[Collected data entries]
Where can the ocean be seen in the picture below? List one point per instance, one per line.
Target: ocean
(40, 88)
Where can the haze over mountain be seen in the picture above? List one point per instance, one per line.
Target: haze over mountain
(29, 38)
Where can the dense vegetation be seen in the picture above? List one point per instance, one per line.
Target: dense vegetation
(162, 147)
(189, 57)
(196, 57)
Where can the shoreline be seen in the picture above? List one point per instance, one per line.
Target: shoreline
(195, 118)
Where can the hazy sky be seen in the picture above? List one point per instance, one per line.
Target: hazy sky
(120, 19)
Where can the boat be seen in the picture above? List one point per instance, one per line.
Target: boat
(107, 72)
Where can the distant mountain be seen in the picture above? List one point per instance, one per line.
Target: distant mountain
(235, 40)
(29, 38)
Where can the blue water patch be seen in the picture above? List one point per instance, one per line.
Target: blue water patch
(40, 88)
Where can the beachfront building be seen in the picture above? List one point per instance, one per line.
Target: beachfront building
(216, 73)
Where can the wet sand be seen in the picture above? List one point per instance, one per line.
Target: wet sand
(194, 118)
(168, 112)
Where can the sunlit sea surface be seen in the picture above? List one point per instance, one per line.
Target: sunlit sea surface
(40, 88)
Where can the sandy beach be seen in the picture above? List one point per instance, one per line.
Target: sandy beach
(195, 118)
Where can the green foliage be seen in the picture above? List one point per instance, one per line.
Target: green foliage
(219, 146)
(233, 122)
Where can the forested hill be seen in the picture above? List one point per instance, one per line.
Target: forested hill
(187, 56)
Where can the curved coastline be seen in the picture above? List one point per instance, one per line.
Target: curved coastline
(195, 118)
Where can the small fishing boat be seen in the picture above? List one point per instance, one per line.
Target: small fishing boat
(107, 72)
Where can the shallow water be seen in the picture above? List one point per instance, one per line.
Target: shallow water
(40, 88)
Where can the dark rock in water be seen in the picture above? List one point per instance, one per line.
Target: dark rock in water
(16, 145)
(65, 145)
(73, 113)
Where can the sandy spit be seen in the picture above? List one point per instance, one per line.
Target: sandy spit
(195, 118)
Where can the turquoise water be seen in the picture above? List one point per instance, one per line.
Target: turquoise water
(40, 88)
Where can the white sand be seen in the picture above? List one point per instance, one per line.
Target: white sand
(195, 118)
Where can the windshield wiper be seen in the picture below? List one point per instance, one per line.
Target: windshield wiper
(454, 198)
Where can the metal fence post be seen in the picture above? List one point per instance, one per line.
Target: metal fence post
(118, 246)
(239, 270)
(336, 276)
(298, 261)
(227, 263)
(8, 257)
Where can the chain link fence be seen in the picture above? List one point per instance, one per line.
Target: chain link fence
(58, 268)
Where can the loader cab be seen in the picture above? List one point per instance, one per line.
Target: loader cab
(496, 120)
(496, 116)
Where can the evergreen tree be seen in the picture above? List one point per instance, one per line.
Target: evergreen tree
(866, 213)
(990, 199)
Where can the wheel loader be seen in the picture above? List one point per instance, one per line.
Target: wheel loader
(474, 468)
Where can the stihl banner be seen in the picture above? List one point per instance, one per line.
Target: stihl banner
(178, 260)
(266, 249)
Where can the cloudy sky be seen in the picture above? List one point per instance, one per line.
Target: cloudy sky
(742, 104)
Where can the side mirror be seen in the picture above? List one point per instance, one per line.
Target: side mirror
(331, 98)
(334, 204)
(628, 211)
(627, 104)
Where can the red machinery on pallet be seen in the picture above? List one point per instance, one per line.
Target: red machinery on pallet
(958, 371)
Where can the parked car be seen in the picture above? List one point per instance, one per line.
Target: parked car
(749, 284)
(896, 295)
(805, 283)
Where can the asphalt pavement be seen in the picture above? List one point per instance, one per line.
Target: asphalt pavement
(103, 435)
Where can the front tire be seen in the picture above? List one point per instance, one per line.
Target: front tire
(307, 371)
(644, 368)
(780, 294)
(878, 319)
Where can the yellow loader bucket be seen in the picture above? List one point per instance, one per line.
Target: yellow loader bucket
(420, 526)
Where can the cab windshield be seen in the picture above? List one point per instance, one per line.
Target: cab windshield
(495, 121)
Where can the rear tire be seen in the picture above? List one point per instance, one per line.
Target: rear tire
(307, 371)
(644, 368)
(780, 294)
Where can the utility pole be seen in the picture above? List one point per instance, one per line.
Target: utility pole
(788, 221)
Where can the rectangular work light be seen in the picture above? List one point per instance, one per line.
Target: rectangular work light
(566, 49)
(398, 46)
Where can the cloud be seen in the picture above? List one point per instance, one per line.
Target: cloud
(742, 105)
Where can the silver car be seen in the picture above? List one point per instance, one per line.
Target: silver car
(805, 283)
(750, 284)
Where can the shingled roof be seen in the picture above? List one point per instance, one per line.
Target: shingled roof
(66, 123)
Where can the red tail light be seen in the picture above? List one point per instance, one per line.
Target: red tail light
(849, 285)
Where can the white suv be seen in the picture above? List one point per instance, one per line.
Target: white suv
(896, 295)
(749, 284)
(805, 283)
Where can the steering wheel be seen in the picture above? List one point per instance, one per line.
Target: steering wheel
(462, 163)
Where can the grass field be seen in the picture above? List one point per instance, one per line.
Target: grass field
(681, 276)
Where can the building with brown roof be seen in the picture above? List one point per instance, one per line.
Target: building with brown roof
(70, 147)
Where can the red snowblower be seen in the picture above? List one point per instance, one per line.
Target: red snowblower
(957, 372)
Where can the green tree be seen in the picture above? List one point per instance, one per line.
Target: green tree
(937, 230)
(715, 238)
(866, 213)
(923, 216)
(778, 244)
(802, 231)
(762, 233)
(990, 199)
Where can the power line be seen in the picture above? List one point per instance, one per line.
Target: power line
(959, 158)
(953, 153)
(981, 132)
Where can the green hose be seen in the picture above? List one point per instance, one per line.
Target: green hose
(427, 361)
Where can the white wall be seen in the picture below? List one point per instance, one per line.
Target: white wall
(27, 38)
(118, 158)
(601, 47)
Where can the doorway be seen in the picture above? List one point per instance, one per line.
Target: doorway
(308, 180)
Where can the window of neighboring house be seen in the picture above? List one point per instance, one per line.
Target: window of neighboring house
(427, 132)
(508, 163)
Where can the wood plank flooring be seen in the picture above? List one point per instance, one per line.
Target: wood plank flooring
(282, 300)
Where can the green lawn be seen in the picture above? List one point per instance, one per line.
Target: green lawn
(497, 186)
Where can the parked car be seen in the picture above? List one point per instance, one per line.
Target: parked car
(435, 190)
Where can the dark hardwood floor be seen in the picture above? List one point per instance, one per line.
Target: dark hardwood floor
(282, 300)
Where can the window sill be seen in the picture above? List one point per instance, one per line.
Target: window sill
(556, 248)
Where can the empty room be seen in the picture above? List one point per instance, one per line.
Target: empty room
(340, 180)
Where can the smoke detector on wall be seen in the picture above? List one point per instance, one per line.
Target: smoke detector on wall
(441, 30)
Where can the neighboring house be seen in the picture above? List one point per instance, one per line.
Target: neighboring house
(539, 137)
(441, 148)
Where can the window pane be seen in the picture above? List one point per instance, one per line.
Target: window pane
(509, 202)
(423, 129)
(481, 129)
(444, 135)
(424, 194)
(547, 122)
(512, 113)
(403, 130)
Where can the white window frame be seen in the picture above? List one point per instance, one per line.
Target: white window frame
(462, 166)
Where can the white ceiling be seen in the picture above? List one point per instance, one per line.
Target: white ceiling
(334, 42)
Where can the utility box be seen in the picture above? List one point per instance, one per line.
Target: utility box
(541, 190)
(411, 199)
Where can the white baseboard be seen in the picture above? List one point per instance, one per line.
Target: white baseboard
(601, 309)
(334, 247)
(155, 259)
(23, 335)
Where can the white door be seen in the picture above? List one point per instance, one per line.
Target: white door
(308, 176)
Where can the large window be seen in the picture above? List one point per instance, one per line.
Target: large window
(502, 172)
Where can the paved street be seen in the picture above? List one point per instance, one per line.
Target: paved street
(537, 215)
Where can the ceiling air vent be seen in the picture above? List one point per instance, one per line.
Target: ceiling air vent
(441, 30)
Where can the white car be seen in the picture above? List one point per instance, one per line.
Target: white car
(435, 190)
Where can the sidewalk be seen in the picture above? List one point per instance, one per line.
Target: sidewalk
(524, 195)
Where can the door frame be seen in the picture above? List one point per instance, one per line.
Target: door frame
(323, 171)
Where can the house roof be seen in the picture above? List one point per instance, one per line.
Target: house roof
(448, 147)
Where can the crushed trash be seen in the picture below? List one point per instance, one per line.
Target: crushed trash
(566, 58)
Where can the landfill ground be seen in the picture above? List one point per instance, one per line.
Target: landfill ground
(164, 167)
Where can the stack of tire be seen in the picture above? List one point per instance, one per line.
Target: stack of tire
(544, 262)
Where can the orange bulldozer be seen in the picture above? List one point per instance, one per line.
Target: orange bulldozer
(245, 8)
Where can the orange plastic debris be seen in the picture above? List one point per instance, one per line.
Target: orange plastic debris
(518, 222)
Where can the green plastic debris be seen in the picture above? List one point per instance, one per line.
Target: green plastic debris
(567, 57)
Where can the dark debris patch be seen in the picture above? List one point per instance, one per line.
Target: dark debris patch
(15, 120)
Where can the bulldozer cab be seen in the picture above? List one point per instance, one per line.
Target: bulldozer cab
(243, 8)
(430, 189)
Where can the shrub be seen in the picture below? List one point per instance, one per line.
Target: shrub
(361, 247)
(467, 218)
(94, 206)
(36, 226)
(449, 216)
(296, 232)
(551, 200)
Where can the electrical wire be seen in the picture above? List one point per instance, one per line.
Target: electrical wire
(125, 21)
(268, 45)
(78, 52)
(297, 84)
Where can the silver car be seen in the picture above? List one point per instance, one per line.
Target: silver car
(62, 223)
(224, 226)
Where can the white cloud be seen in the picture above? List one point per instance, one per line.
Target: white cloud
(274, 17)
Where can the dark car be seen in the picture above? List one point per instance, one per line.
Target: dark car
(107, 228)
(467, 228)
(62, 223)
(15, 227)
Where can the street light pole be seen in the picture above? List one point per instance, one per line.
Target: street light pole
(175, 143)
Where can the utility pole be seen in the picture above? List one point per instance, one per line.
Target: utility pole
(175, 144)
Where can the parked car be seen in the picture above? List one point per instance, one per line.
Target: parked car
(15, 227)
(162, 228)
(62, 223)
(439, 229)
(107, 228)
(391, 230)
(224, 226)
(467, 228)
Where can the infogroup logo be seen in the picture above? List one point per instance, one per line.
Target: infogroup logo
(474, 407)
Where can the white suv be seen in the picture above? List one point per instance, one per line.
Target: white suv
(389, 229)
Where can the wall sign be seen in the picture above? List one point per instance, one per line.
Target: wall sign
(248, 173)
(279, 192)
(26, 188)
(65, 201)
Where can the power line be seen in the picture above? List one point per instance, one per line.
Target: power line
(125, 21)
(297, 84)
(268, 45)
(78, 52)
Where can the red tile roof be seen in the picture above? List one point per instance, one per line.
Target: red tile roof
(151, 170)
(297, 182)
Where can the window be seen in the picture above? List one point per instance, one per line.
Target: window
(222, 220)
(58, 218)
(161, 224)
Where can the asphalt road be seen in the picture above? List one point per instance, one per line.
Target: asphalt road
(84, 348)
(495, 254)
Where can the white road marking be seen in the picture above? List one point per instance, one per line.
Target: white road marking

### EXERCISE REQUIREMENTS
Copy out, word for word, the part of the entries above that begins at the line with "Where can the loader" and ends at the line with "Where can the side mirror", including both.

### SOLUTION TO THE PROBLEM
Where can the loader cab be seen in the picture above? List one point per instance, one per line.
Target: loader cab
(496, 120)
(496, 116)
Where can the evergreen tree be seen in the picture above? List one point per instance, one per line.
Target: evergreen tree
(866, 213)
(990, 199)
Where can the wheel loader be seen in the picture above? List one point per instance, one per line.
Target: wheel loader
(474, 468)
Where can the stihl banner be seen in the picture above? List one point per instance, one per line.
Target: stihl banner
(178, 260)
(266, 249)
Where can the cloudy sky be seen in the picture above? List one point per instance, one per line.
Target: cloudy sky
(742, 104)
Where can the side mirror be seen in the picture above? List one point per instance, one per line.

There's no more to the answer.